%%
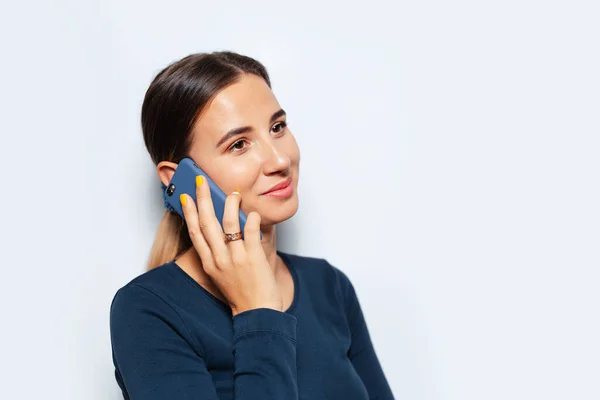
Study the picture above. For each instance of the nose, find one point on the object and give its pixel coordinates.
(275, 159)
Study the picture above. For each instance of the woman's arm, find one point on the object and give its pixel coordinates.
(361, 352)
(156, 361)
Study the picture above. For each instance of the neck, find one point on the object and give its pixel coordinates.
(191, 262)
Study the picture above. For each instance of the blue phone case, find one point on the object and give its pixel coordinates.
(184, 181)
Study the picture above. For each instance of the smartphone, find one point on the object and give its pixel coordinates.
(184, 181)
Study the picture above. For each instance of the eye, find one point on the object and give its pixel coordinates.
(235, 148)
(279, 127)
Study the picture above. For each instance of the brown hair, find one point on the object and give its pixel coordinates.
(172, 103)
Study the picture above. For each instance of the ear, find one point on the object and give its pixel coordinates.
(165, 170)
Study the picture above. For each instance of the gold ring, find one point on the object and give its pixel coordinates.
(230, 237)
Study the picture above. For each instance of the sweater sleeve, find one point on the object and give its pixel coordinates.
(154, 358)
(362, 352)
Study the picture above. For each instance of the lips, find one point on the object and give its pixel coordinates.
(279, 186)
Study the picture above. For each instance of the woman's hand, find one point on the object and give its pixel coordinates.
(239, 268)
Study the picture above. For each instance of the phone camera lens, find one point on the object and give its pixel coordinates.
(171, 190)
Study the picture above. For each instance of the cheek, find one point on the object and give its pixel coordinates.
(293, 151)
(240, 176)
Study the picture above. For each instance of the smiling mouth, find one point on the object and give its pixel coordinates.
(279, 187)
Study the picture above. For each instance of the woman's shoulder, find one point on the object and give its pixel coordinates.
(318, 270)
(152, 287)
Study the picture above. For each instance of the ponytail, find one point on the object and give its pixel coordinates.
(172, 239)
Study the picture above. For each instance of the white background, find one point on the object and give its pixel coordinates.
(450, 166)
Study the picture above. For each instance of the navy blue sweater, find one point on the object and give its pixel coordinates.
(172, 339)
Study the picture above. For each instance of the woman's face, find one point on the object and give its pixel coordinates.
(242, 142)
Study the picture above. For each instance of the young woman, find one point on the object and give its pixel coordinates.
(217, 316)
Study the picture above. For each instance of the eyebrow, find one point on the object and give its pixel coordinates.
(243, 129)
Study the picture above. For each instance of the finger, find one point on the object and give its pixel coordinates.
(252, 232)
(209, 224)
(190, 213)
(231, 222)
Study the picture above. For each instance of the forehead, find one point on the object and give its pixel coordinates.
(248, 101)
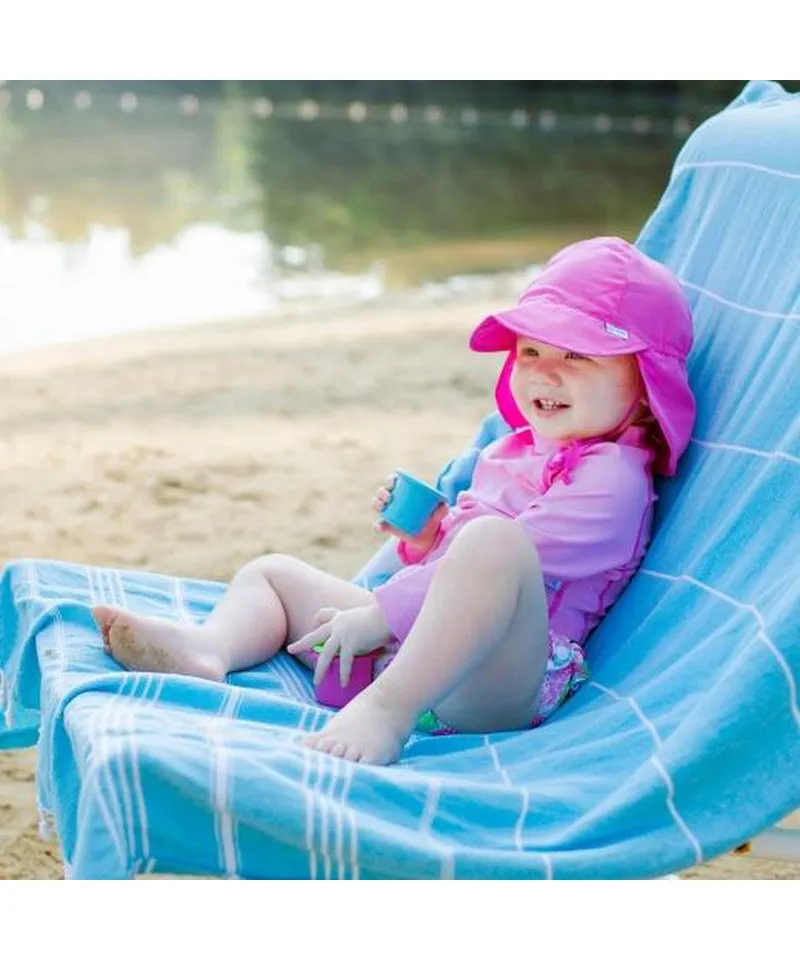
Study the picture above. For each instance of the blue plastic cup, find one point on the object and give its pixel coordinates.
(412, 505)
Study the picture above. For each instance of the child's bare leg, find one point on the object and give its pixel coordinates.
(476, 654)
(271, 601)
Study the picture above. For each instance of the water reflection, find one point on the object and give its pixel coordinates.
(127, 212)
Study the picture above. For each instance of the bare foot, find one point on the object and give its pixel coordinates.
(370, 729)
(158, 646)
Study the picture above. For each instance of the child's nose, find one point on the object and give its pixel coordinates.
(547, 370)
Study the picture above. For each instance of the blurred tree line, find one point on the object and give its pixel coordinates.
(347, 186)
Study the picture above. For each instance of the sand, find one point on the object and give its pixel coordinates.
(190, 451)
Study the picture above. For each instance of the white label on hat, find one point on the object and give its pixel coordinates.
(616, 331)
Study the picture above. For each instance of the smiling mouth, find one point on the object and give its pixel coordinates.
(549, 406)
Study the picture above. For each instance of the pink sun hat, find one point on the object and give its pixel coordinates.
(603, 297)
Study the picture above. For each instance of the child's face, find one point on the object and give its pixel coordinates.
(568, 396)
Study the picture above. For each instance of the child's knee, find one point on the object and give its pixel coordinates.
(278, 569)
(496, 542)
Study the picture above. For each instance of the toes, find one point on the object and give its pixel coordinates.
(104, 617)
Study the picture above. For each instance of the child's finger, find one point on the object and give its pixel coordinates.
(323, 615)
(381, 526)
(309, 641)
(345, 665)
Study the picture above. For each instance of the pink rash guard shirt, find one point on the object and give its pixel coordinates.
%%
Instructions to follow: Please return the full listing word for word, but without any pictures.

Completed task:
Study the picture above. For each instance of the nose, find one point on the object and give its pixel coordinates.
(275, 159)
Study the picture above. For each instance of the woman's arm, find one point on the object and give its pixel coordinates.
(361, 352)
(156, 361)
Study the picture above. For each instance of the neck, find one point on the object and give its pixel coordinates.
(191, 262)
Study the picture above. For each instance of the blue phone case, find one point on the object and give its pixel coordinates.
(184, 181)
Study the picture above. For each instance of the smartphone, find one point on the object and give its pixel coordinates.
(184, 181)
Study the picture above. For each instance of the eye, find one point on the object and give its pixel coordinates.
(235, 148)
(279, 127)
Study the picture above. For each instance of the brown hair, find one point on the object and give its pixel coordinates.
(172, 103)
Study the picture above. For each instance of the ear, find one point on the object and give its pixel coordinates.
(165, 170)
Study the picture above. For each instance of the gold ring, find one point on the object and give its pixel coordinates.
(230, 237)
Study the picture above. For each instance of the sweater sleeve, find one point on the object and give its pixel coordinates.
(154, 358)
(362, 352)
Study the picture above. For each instance of the lips, find one point on the object and give its pixel coordinates.
(279, 186)
Study the picture above. For each instance of the woman's hand, find one point on the object and give its pixel coordinates.
(239, 268)
Study the picture above. For each instance of the phone camera lens, find one point on the object and give its pixel coordinates.
(171, 190)
Study the picture above. For each instance of the cheek, find one point on the object and give its pixel coordinates.
(293, 151)
(240, 176)
Study the picture above. For each instance of the smiling mouth, find one point on the object and give its pixel coordinates.
(279, 187)
Study the picture above. For each instance of the woman's shoulder, find one point on the object and give its pixel coordinates.
(318, 270)
(152, 287)
Study the picture above. For each instance of the ponytail, find one point on the object and give its pixel coordinates.
(172, 239)
Study the picture above. For each instance of the white background, find one point on the object and give its pixel coordinates.
(450, 166)
Study the picture above. For each instance of the navy blue sweater, find one point on the object and give its pixel coordinates.
(172, 339)
Study the picture above. For each instance of the woman's face, find one point on the object and give its pixel coordinates.
(242, 142)
Study the picture above. For each instance of the young woman, find one point on the object and give its pixel coordinates.
(217, 316)
Study the picture above. For each instance of the eyebrow, find one point on the object and give its pixel coordinates.
(243, 129)
Study the picture above. For each instance of the finger, find one point on the object and give its pixel coordinates.
(252, 232)
(209, 224)
(190, 213)
(231, 222)
Study the picture above. For each instance of the forehead, find one point on the object and give its pixel coordinates.
(248, 101)
Study the picture above. For each instance of the blue plastic cup, find one point on the object and give its pixel coordinates.
(412, 505)
Study the picture above. For each instance of the child's bare leg, find one point on the object and give its pixel coordinates.
(476, 654)
(271, 601)
Study the picture above. For each instance of the water reflection, find one point on the object and give its pixel coordinates.
(127, 212)
Study the picture above. For each instance of the bare foot, find one point on the object and give its pixel coordinates.
(370, 729)
(158, 646)
Study the picture above. For each instance of the child's nose, find one point on the object and give its pixel coordinates.
(547, 370)
Study the picture above. For each instance of the blurred tree line, find one point on the object and give its pixel coordinates.
(347, 186)
Study the picture above. For each instance of the sand, find one point on the object and give its pixel coordinates.
(190, 451)
Study the picture above. For each instance of the white label on hat, find one point on the object and give its pixel coordinates.
(616, 331)
Study the picture above. For each instance of the smiling mouth, find one point on the object and give its pixel coordinates.
(549, 406)
Study the picture above. For each instance of the pink sun hat, find one point on the object and give its pixel coordinates.
(603, 297)
Study the picture above. For each instance of the child's face, find one point on the object and give its pixel coordinates.
(568, 396)
Study the picture above. For each instance of the child's knee, find one point on the object and give its pixel coordinates.
(278, 569)
(496, 542)
Study the picture above. For each instance of the toes, find one point on the object and give its pixel coordinates.
(104, 617)
Study the picture above. For each instance of the child's finger, find one point on the object and give its pixel coordinates.
(323, 615)
(381, 526)
(309, 641)
(345, 665)
Study the picture above. For each instance of the pink rash guard shirt, find one point on the object and give its pixel coordinates.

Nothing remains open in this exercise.